── RECORDS FOR PROCESSING ──

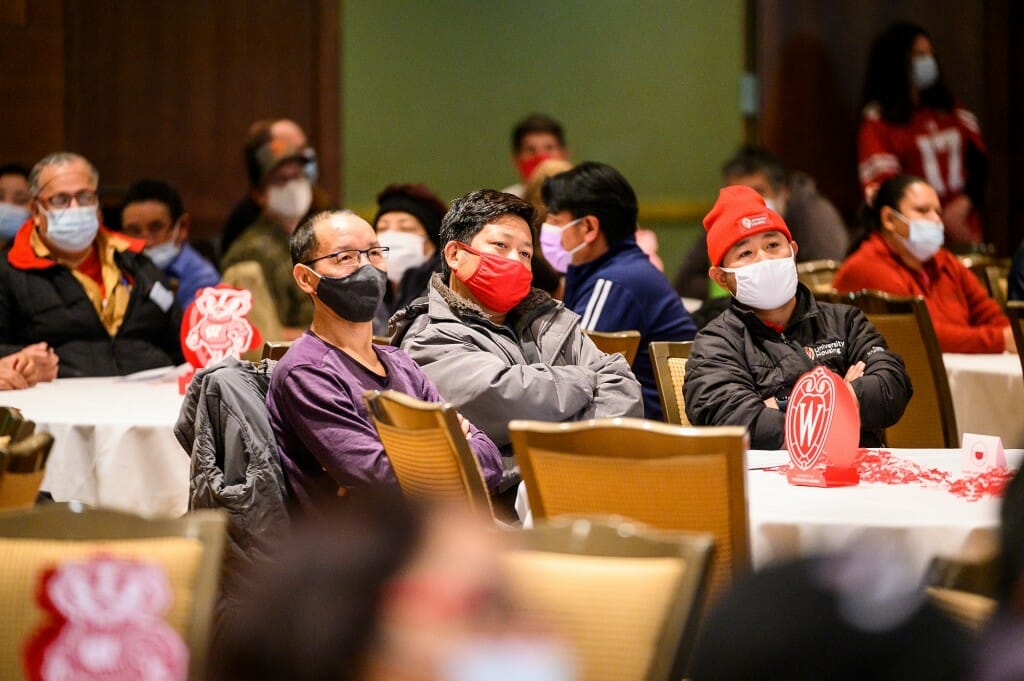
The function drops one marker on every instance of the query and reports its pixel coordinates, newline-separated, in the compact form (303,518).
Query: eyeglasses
(349,258)
(61,201)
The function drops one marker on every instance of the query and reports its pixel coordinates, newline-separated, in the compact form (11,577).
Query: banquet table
(114,443)
(790,521)
(988,394)
(786,520)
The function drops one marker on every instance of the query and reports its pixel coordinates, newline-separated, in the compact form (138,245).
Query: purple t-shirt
(324,431)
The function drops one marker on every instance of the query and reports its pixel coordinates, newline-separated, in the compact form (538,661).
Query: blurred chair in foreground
(626,598)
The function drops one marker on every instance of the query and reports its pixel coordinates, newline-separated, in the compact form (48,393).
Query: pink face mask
(551,246)
(500,284)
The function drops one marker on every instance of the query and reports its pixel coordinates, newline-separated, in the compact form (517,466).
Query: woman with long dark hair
(902,254)
(912,124)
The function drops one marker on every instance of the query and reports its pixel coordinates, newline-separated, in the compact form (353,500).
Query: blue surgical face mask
(926,238)
(11,219)
(72,228)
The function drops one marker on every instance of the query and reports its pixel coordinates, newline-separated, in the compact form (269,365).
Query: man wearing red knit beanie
(744,363)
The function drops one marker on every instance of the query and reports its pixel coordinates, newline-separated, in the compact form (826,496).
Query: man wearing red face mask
(497,348)
(535,139)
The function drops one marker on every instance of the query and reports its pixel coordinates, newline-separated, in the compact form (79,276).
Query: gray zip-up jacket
(539,365)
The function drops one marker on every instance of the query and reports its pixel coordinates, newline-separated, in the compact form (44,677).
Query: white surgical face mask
(926,238)
(766,285)
(11,219)
(407,252)
(924,72)
(72,228)
(292,200)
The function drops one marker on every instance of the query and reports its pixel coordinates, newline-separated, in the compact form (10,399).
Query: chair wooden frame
(878,306)
(670,392)
(626,343)
(74,521)
(1015,310)
(399,420)
(624,441)
(617,538)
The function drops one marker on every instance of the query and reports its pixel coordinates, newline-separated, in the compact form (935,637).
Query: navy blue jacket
(620,291)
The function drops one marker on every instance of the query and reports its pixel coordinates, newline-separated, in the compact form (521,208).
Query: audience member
(912,124)
(285,196)
(745,362)
(494,346)
(153,211)
(815,223)
(14,200)
(1015,280)
(610,283)
(248,210)
(327,440)
(409,222)
(385,590)
(535,139)
(85,291)
(855,615)
(28,367)
(902,254)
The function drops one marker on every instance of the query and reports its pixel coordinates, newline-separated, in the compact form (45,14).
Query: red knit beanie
(738,213)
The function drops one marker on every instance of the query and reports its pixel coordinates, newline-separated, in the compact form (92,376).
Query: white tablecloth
(988,395)
(787,520)
(113,441)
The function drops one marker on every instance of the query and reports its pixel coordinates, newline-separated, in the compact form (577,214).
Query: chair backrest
(430,455)
(929,420)
(187,550)
(1015,310)
(23,469)
(274,349)
(669,359)
(667,476)
(625,598)
(817,274)
(625,342)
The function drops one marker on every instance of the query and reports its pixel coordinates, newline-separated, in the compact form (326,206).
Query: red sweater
(966,318)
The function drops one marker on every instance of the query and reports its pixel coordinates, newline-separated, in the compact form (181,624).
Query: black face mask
(355,296)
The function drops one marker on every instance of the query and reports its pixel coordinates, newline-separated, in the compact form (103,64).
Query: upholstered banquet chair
(669,359)
(22,467)
(166,571)
(428,452)
(667,476)
(929,421)
(625,342)
(627,599)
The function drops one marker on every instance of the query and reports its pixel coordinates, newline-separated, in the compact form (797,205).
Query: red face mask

───

THE PROBLEM:
Only the lines from the one containing "compact form (577,214)." through the end of the material should be reproduced, exactly, with both ends included.

RESPONSE BELOW:
The function drops one marker on every instance of the query and reports its pixel coordinates, newline-separated, in the compact form (577,214).
Query: chair backrest
(430,455)
(929,420)
(187,550)
(1015,310)
(23,469)
(274,349)
(669,359)
(667,476)
(625,598)
(817,274)
(625,342)
The function drops one marker on every instance of the query and reports its pixel coordinates, newline-separated, in the compact form (326,206).
Query: red sweater
(966,318)
The function drops one marker on every instance of the query and reports its pixel coordinates, newline-separated, in the compact form (181,624).
Query: black face mask
(355,296)
The function drops one marker on every instance of the query and reports its pixel coordinates, newline-separated, in the compact form (103,64).
Query: upholstered banquet chair
(669,359)
(22,467)
(166,571)
(428,452)
(667,476)
(929,421)
(625,342)
(627,599)
The function drops one marker on every instance of the query and reports its pixel coordinates, newline-separated, in the compact form (797,205).
Query: red face mask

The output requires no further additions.